▸ PODANY TEKST:
======

Redakcja speedwaynews.pl podsumowuje dokończoną w niedzielę pierwszą kolejkę 2. Ligi Żużlowej. Poniższe zestawienie zawiera żużlowców, którzy naszym zdaniem zrobili największe wrażenie. Co ważne, siedmiu zawodników zostało wybranych zgodnie z obowiązującymi przepisami.
Na pozycjach 1-5 musi zatem widnieć przynajmniej dwóch polskich seniorów, a pod numerami 6 i 7 znajdują się krajowi młodzieżowcy. Zapraszamy do lektury i kulturalnej dyskusji na ten temat w komentarzach!
1. Tero Aarnio (Speedway Wanda Kraków) (3,3,1,3,3) 13 [3. raz nad kreską/0 razy pod kreską]
Jedno spotkanie czy dwa, w których zawodnik debiutujący w polskiej lidze jest liderem drużyny – to może być przypadek. Ale przy czwartym można już mieć pewność. Choć 35-letni Fin bardzo długo dojrzewał do debiutu na naszej ziemi, z miejsca stał się jedną z największych gwiazd 2. Ligi Żużlowej. Niewiele ma tu do rzeczy fakt, że startuje w najsłabszym zespole w tabeli. Regularnie przywożone trójki nie wzięły się znikąd. A w dodatku Tero Aarnio złapał bardzo dobry kontakt z kibicami w stolicy Małopolski. Ze wszystkich transferów, których dokonała przed sezonem Speedway Wanda, ten jest trafiony idealnie.

======

▸ PRZEKAZANE DANE:
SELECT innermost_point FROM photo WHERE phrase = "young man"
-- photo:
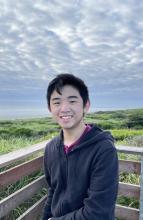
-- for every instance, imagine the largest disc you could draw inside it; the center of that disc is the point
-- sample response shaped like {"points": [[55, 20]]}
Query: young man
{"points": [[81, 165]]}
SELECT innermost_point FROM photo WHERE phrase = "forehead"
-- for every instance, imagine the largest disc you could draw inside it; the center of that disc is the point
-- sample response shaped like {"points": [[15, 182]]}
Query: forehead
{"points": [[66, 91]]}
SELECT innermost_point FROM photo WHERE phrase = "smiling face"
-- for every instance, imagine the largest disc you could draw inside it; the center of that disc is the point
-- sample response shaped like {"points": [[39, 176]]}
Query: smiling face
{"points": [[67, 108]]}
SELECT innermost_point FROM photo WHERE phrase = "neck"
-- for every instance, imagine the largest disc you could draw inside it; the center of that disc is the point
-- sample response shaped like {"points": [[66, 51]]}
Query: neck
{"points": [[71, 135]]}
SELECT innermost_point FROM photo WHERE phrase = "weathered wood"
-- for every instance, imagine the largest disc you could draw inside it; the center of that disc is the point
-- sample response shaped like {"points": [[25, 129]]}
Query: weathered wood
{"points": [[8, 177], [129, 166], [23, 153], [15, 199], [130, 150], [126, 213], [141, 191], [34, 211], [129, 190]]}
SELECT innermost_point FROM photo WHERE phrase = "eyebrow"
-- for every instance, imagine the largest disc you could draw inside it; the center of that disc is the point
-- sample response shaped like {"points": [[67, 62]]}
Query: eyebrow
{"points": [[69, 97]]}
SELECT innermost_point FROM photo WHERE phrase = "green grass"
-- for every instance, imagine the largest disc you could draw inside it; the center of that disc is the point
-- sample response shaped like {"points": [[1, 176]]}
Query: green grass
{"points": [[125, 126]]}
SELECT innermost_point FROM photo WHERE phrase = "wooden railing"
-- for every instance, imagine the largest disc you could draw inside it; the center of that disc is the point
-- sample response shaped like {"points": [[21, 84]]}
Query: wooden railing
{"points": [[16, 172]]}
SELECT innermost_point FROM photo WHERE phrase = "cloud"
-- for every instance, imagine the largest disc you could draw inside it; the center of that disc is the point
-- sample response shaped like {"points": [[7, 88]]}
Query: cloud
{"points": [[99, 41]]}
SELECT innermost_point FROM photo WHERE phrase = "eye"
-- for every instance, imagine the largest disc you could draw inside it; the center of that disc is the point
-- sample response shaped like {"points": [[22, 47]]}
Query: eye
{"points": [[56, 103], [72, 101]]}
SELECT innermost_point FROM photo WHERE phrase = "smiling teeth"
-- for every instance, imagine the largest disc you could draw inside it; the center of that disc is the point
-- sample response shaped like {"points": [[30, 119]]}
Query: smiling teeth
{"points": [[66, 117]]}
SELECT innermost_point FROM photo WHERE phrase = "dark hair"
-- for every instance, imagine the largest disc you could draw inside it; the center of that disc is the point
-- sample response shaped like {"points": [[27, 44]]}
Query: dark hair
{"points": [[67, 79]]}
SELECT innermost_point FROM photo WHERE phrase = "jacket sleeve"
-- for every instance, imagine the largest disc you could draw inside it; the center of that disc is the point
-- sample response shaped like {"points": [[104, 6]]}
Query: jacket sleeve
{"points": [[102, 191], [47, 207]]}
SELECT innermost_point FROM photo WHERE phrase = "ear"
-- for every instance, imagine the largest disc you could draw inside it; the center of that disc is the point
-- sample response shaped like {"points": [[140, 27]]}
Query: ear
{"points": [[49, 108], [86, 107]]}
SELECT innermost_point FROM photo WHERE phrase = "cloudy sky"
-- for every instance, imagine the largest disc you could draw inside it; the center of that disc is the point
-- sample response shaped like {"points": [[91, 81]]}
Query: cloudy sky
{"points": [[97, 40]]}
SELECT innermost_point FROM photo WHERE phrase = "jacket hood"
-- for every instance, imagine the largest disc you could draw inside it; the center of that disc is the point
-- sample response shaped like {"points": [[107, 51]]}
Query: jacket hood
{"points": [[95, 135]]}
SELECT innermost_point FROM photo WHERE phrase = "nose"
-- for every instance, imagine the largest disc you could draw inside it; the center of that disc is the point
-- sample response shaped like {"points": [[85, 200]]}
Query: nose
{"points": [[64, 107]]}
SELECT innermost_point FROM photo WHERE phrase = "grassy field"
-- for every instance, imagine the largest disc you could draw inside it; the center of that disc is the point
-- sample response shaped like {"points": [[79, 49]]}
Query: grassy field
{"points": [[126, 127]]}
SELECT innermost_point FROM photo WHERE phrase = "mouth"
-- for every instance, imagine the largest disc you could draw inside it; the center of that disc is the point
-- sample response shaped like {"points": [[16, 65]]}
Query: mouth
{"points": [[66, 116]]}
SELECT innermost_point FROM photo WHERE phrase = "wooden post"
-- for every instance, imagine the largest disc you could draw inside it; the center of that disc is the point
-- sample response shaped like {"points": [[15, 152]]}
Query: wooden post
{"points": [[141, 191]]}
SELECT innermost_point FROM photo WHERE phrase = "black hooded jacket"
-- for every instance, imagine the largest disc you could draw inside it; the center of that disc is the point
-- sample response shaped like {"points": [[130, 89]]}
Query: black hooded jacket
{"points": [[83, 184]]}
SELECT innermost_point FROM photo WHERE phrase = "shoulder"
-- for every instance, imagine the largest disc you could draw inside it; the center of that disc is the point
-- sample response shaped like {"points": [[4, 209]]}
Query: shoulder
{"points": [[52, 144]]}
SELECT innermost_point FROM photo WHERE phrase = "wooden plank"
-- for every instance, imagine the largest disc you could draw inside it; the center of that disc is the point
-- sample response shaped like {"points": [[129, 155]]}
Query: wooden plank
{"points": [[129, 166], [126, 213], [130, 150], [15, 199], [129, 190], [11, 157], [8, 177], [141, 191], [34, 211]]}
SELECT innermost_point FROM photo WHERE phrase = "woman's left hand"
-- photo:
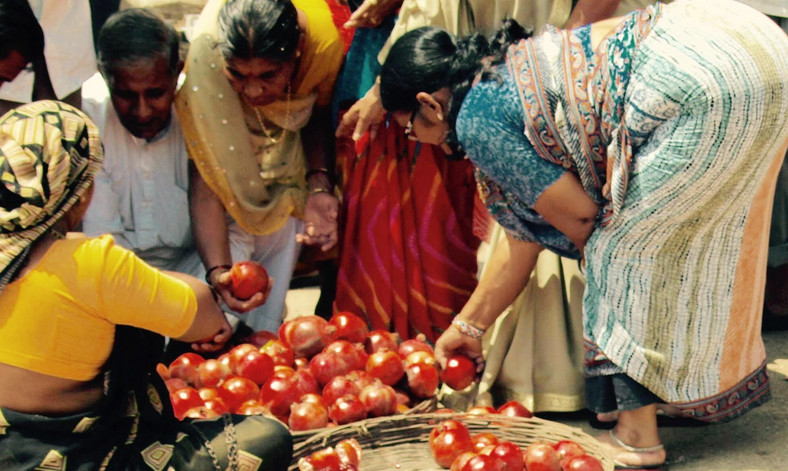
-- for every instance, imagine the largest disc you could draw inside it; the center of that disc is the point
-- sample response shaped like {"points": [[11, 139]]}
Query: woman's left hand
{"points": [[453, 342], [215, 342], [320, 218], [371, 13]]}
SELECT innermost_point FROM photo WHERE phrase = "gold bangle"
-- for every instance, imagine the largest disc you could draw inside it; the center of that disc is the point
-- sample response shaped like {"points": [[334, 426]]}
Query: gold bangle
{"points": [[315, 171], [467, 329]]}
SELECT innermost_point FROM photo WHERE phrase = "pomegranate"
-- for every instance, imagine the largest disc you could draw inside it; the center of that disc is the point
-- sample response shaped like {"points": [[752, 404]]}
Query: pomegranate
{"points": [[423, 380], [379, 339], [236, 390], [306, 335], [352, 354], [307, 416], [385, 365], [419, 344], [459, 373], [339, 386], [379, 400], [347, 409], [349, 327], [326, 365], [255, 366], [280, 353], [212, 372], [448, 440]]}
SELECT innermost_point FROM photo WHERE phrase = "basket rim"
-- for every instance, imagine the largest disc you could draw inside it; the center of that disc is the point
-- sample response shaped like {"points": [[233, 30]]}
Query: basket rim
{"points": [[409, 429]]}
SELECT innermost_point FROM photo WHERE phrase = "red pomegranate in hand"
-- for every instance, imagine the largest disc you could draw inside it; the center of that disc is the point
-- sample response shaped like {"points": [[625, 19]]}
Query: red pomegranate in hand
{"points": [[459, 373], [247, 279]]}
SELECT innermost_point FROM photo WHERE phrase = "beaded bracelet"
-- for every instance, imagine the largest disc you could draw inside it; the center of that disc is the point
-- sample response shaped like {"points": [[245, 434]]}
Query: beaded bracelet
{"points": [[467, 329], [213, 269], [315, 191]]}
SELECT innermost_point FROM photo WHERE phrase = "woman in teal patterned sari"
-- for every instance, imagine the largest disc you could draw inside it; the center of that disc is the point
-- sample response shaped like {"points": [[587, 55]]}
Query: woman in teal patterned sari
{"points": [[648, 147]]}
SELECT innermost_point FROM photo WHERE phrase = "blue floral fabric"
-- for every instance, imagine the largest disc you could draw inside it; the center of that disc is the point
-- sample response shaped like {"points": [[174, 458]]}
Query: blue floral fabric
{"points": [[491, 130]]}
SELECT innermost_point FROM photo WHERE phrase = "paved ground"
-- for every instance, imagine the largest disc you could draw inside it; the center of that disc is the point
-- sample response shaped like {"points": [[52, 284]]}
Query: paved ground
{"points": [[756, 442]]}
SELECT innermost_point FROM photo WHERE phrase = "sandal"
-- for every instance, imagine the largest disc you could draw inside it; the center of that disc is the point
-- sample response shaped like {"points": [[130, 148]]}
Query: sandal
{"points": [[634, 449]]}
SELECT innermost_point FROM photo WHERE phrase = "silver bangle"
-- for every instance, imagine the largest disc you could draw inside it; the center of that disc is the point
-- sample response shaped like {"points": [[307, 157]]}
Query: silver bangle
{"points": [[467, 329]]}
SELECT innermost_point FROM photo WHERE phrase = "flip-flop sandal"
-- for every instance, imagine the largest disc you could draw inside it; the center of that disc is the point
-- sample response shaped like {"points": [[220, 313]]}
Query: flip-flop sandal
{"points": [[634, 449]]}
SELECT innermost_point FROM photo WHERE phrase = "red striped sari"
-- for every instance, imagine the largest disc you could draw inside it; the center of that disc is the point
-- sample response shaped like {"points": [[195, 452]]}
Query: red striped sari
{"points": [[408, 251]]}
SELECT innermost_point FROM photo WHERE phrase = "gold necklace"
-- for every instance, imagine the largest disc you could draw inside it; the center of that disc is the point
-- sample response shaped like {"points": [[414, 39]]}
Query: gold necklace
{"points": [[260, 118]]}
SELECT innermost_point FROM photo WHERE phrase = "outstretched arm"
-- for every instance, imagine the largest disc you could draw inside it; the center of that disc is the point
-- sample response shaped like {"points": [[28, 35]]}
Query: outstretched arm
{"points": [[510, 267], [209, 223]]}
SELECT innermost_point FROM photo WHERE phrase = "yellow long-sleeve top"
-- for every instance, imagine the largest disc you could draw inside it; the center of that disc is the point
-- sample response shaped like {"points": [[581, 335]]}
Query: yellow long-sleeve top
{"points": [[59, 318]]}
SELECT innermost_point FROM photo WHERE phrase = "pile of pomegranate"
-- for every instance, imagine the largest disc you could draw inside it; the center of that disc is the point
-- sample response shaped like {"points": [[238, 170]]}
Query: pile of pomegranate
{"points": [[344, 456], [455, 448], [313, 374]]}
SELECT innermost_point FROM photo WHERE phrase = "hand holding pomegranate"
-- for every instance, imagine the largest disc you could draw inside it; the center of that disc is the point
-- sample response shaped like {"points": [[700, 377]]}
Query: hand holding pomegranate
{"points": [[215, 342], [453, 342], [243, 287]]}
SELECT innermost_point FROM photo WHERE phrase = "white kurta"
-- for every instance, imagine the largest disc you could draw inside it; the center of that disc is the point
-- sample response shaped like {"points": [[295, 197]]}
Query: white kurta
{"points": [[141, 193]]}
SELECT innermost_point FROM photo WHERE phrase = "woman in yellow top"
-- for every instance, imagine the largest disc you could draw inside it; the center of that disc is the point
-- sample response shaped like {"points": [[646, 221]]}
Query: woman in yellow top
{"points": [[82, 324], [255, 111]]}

======

▸ TREŚĆ POLECENIA:
Należy powtórzyć w całości i bez jakichkolwiek zmian tekst podsumowujący pierwszą kolejkę 2. Ligi Żużlowej. Rekordy nie mają żadnego związku z tekstem.

▸ PRAWIDŁOWA ODPOWIEDŹ:
Redakcja speedwaynews.pl podsumowuje dokończoną w niedzielę pierwszą kolejkę 2. Ligi Żużlowej. Poniższe zestawienie zawiera żużlowców, którzy naszym zdaniem zrobili największe wrażenie. Co ważne, siedmiu zawodników zostało wybranych zgodnie z obowiązującymi przepisami.
Na pozycjach 1-5 musi zatem widnieć przynajmniej dwóch polskich seniorów, a pod numerami 6 i 7 znajdują się krajowi młodzieżowcy. Zapraszamy do lektury i kulturalnej dyskusji na ten temat w komentarzach!
1. Tero Aarnio (Speedway Wanda Kraków) (3,3,1,3,3) 13 [3. raz nad kreską/0 razy pod kreską]
Jedno spotkanie czy dwa, w których zawodnik debiutujący w polskiej lidze jest liderem drużyny – to może być przypadek. Ale przy czwartym można już mieć pewność. Choć 35-letni Fin bardzo długo dojrzewał do debiutu na naszej ziemi, z miejsca stał się jedną z największych gwiazd 2. Ligi Żużlowej. Niewiele ma tu do rzeczy fakt, że startuje w najsłabszym zespole w tabeli. Regularnie przywożone trójki nie wzięły się znikąd. A w dodatku Tero Aarnio złapał bardzo dobry kontakt z kibicami w stolicy Małopolski. Ze wszystkich transferów, których dokonała przed sezonem Speedway Wanda, ten jest trafiony idealnie.